Task directions |
Transcribe the data that follows precisely, omitting nothing.

(Source records)
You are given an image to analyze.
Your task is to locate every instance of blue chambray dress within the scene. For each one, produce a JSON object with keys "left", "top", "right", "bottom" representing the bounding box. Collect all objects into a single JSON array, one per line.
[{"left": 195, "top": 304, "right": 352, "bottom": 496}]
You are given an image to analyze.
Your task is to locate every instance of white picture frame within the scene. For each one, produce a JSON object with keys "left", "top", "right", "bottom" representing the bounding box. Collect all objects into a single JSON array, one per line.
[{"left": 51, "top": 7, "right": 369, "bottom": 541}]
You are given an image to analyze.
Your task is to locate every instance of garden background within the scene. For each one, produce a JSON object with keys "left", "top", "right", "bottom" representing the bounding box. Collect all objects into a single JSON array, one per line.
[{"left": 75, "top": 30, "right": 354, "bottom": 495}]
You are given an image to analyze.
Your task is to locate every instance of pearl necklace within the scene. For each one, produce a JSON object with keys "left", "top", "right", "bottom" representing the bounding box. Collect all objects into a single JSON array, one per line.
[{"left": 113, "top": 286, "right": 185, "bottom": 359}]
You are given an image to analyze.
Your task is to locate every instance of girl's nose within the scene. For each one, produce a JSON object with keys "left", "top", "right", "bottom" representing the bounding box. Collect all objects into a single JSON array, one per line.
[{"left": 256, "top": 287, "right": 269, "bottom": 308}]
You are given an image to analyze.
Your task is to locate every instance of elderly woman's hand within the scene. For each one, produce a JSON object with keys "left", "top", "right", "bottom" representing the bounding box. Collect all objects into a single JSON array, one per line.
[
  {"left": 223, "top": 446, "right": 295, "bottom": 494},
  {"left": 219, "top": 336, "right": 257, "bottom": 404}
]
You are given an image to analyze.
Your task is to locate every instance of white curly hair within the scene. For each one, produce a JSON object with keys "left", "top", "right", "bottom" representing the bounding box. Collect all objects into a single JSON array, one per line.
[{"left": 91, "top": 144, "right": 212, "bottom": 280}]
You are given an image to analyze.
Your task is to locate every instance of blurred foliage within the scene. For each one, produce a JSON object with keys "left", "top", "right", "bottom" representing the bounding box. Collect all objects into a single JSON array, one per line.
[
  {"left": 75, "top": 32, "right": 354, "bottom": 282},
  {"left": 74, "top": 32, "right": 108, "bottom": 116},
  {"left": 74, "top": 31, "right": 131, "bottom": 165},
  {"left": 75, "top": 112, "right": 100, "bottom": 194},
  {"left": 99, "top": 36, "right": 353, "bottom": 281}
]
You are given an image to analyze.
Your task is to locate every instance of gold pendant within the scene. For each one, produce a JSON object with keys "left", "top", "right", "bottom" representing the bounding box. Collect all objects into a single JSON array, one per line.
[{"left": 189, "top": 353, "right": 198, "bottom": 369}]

Output |
You are given an image to analyze.
Your task is to locate every instance of blue chambray dress within the scene. For each one, produce a JSON object with keys "left", "top", "right", "bottom" representing the bounding box. Collect all objects into a single JSON array, one per line.
[{"left": 195, "top": 304, "right": 352, "bottom": 496}]
You are given an image to analyze.
Your task is to locate every instance of white picture frame within the scene. For each one, produce a JSON object with keys "left", "top", "right", "bottom" representing the bounding box. Collect all objects into a single JSON array, one per line.
[{"left": 51, "top": 7, "right": 369, "bottom": 541}]
You are given an image to analyze.
Your task is to locate every instance of garden background within the scene. For each one, produce a JSON object with keys "left", "top", "right", "bottom" representing the bounding box. Collect all objects into a single JSON array, one per line.
[{"left": 75, "top": 30, "right": 354, "bottom": 495}]
You are given an image to analyze.
Your task is to locate every instance of pearl necklace within the scene. For each one, produce a JSON object with keys "left", "top", "right", "bottom" representing the bounding box. Collect all objects into a single JSON array, one per line.
[{"left": 113, "top": 286, "right": 185, "bottom": 359}]
You are given an image to analyze.
Your task is to locate every instance of girl's nose within the scene. For each one, produce a JSON object with keys "left", "top", "right", "bottom" representing the bounding box. Collect all objects into a single JSON array, one per line.
[{"left": 256, "top": 287, "right": 269, "bottom": 308}]
You are given an image to analyze.
Your task is to locate every instance of elderly woman's hand within the scene. For each one, produce a JSON object with keys "left", "top", "right", "bottom" representing the bounding box. Collect all objects into a single JSON array, one per line.
[
  {"left": 223, "top": 446, "right": 295, "bottom": 494},
  {"left": 219, "top": 336, "right": 257, "bottom": 404}
]
You are given an image to analyze.
Your task is to locate every instance of white curly hair within the scene. For each one, produce a JSON object with keys "left", "top", "right", "bottom" representing the bounding box. Collect all objects into a single JSON array, one per line.
[{"left": 91, "top": 144, "right": 212, "bottom": 280}]
You are given an image to analyze.
Your task is to locate every instance of blurred foliage within the scene. For each one, produce a JSON object with keys "left", "top", "right", "bottom" representing the bounding box. Collect all objects into a single JSON array, one per line.
[
  {"left": 75, "top": 32, "right": 354, "bottom": 282},
  {"left": 74, "top": 32, "right": 108, "bottom": 116},
  {"left": 74, "top": 31, "right": 131, "bottom": 165},
  {"left": 75, "top": 112, "right": 100, "bottom": 194},
  {"left": 99, "top": 36, "right": 353, "bottom": 281}
]
You are given an image to analyze.
Your task is to locate every instance of gold pendant within the scene. For each one, produce a JSON object with keys "left", "top", "right", "bottom" representing the bounding box. Collect all objects into a single JSON array, one per line.
[{"left": 189, "top": 353, "right": 198, "bottom": 369}]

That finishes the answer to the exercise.